# DOCUMENT SECTION:

::::::::

Changing the Channel
Yuriy Alexsandrov, a PCTV production coordinator, helps to produce cable access shows like Steel City Sports World

In a recent episode of Traci the Trailer Trash Girl, the host said "fuck" 131 times in 60 minutes.

Previously, she has called Pittsburgh City Council a "bunch of assholes," and discussed her preference for "8-inch dicks." She frequently shouts the phrase "poopy dirt."

"Traci" -- a.k.a. Harold Keller -- is a self-described "foul-mouthed, mean drag queen"; her mix of standup comedy and social commentary is brought to you by public-access television. In fact, two years ago she moved to Beechview, to take advantage of Pittsburgh's public-access station, PCTV, after being bounced from a station outside the city for being too offensive.

However you feel about her program, unscripted commentary delivered by a 57-year-old man in a blonde wig, black pleated dress, Mary Jane heels and smeared blue eye shadow and lipstick is protected -- to a point -- by the very nature of public access television.

Which is both the best and, arguably, the worst thing about it.

"You may not like something you hear or see, but someone else may love it and it speaks to them," says John Patterson, executive director of PCTV. "We try to be an outlet for free speech or community-relevant programs that provide some sort of value." But, he adds, those two goals "don't always mesh that easily."

Patterson, who was hired by the station in August 2009, is trying to change that.

Since he took over, he's switched the station to a "block programming" format, with 25 categories including education, history, health and lifestyle, to films and documentaries and environmental and youth programming. The format debuted in July and is meant to deliver more diverse shows and encourage producers to "really think about what they're producing." The programming grid will change every six months.

Previously, any kind of program might be on the station at any given time. Now, however, viewers can expect to see certain kinds of programming in certain time slots: religious programming on Sundays, for example, kids shows on Saturdays or commentary shows like Traci's late at night. Traci's program airs either at midnight or in the early morning hours since it's considered adult programming. The new format also helps station leaders to identify subjects that lack programming.

Prior to the block format, Patterson says, producers participated in a "senseless lottery," essentially picking out of a hat to choose a slot.

"There was no thought given to what that program was or how it might best fit in," Patterson says.

The channel also streams live online at and is working on offering shows on-demand. Patterson is also trying to obtain a second channel.

He has also sought to bulk up the programming with contributions from area cultural groups and nonprofits.

For example, Kristin Garbarino, of the Pittsburgh Public Theater, and Dave Rodkey recently started producing Theater Talk, a segment on the city's theater scene. PCTV also broadcasts cityLIVE -- a series of topical discussions hosted at the nearby New Hazlett Theater -- and airs a program sponsored by Pittsburgh Filmmakers called Pittsburgh Reframed, a series of short films about the city.

::::::::

# RAW DATA:
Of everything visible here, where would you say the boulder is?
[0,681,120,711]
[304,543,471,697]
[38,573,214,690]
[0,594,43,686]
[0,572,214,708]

::::::::

# SHORT PROBLEM:
Return, word for word, the portion of the passage about Pittsburgh's public-access station that begins with the words containing "In a recent" and ends with "public access television.". The records have no connection to the passage about Pittsburgh's public-access station.

# FINISHED ANSWER:
In a recent episode of Traci the Trailer Trash Girl, the host said "fuck" 131 times in 60 minutes.

Previously, she has called Pittsburgh City Council a "bunch of assholes," and discussed her preference for "8-inch dicks." She frequently shouts the phrase "poopy dirt."

"Traci" -- a.k.a. Harold Keller -- is a self-described "foul-mouthed, mean drag queen"; her mix of standup comedy and social commentary is brought to you by public-access television. In fact, two years ago she moved to Beechview, to take advantage of Pittsburgh's public-access station, PCTV, after being bounced from a station outside the city for being too offensive.

However you feel about her program, unscripted commentary delivered by a 57-year-old man in a blonde wig, black pleated dress, Mary Jane heels and smeared blue eye shadow and lipstick is protected -- to a point -- by the very nature of public access television.